■ **Поставленная задача A**
Ответьте по отрывку о Пушкине на три вопроса:
(i) От чего, по словам автора, отталкиваются все домыслы?
(ii) Какой пейзаж автор считает идеальным для Пушкина того времени?
(iii) Из какого произведения взяты строки о водопадах и наядах?
■ **Поставленная задача B**
Назовите все географические места и области, упомянутые в отрывке о Пушкине, включая те, что даны в виде прилагательных. Каждое название приведите в начальной форме.
■ **Поставленная задача C**
Продолжите отрывок о Пушкине, начав сразу после его последнего предложения.

■ **Предоставленный отрывок**

________________________________________

Итак, я нарисовала картину, более или менее достоверную. Что же было на самом деле, никто угадать не сможет. Все домыслы отталкиваются от нескольких строчек самого Пушкина.
...Но задумаемся всё же над тем, почему керченские окрестности так разочаровали Пушкина?
Я думаю, дело в том, что идеальным пейзажем для Пушкина (по крайней мере того времени) был пейзаж влажный. Очевидно, влажный пейзаж идеализировала и засушливая Эллада. Оценка приобретала не только эстетический, но и этический оттенок. Влага давала жизнь!
Уже написано и прочтено с пафосом, соответствующим случаю и времени: «С холмов кремнистых водопады // Стекают бисерной рекой. // Там в тихом озере плескаются наяды // Его ленивою волной». Это из «Воспоминаний в Царском Селе». Но это же возможный идеальный пейзаж для страдающего от безводья Средиземноморья. От него так далеко до выжженной керченской травы! (Как, впрочем, и до двух болдинских бедных деревцев. «Два только деревца»! — заметим мы мимоходом).

________________________________________

■ **Записи**
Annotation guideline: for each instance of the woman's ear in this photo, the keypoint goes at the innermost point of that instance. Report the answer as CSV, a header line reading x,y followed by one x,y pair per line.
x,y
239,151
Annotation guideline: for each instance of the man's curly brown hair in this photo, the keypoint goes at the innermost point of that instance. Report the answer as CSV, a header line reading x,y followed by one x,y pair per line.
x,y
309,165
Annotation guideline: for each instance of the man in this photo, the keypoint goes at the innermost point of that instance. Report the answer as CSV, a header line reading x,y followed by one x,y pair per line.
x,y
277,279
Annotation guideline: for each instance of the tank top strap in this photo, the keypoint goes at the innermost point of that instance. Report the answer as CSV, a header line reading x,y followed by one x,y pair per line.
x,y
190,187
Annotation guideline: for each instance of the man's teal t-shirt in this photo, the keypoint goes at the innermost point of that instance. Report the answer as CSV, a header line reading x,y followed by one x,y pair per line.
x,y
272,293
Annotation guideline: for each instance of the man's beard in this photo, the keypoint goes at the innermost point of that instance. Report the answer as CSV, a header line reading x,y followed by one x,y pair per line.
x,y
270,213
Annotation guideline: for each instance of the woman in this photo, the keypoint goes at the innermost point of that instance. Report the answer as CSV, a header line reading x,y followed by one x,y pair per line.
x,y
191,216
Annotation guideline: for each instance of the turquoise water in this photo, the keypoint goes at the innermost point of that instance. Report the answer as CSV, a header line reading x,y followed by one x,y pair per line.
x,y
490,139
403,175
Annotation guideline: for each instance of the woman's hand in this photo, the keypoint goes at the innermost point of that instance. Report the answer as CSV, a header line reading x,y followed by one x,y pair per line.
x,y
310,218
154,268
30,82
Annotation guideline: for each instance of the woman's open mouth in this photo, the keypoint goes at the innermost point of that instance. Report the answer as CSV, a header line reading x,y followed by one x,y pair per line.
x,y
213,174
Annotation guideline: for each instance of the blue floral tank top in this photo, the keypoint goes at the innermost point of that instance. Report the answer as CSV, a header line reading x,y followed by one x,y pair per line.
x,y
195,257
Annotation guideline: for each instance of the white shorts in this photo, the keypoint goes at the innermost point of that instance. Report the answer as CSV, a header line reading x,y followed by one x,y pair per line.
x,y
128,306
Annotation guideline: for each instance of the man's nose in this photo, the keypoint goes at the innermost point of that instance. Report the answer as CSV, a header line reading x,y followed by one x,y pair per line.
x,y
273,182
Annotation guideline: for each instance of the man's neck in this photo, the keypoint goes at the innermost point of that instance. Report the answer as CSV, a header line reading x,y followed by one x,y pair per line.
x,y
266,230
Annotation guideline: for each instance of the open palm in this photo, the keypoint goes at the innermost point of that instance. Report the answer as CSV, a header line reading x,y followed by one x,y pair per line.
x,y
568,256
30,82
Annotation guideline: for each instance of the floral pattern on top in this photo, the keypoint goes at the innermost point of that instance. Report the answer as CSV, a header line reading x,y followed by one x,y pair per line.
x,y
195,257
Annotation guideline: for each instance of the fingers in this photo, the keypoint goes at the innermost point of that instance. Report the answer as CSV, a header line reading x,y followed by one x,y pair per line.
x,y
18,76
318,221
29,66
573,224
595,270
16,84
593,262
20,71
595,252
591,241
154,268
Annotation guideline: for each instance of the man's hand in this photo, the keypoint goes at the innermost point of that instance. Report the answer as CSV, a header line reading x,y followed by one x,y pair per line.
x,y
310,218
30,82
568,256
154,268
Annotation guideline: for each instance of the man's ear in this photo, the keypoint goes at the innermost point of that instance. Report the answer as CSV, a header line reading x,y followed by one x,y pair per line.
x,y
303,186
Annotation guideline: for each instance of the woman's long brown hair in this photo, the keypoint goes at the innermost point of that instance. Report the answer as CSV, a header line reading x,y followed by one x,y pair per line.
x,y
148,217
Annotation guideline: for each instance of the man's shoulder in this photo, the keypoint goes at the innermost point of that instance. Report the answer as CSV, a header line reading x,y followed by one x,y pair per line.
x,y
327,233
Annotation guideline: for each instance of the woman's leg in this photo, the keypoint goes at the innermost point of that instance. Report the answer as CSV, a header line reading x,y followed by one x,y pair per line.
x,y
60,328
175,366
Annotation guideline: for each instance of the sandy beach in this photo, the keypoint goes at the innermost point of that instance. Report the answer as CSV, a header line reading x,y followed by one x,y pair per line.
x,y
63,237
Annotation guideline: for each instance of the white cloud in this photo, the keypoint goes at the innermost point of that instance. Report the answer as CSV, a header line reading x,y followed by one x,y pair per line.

________________________________________

■ **Результат упражнения A**
(i) От нескольких строчек самого Пушкина.
(ii) Влажный пейзаж.
(iii) Из «Воспоминаний в Царском Селе».

■ **Результат упражнения B**
Керчь, Эллада, Царское Село, Средиземноморье, Болдино.

■ **Результат упражнения C**
А тут ещё: запах рыбы, усмешки по поводу хранителя соляных озёр, вздумавшего откопать если не Трою, то города, бывшие ей почти ровесниками. И вот Пушкин сидит на обломке грубо тёсанного камня и держит в руках только что сорванный безымянный для него цветок, то ли случайно, не в срок повторившего цветение мака, то ли цикория. Не узнать. А может, на тонкой, упругой, как хлыстик, ножке попалась в глаза малиновая дикая гвоздичка? Или жёлтая жёсткая пижма? Зверобой?
...Надо сказать, равнодушие к пантикапейским и иным развалинам было непонятно и неприятно самому поэту. Однако впереди был Южный берег, уже настоящая, оправдавшая ожидания Таврида. Вернее, Таврида, сложившаяся в образ, вошедшая в сердце своими собственными чертами, не нуждающаяся в проверке античностью.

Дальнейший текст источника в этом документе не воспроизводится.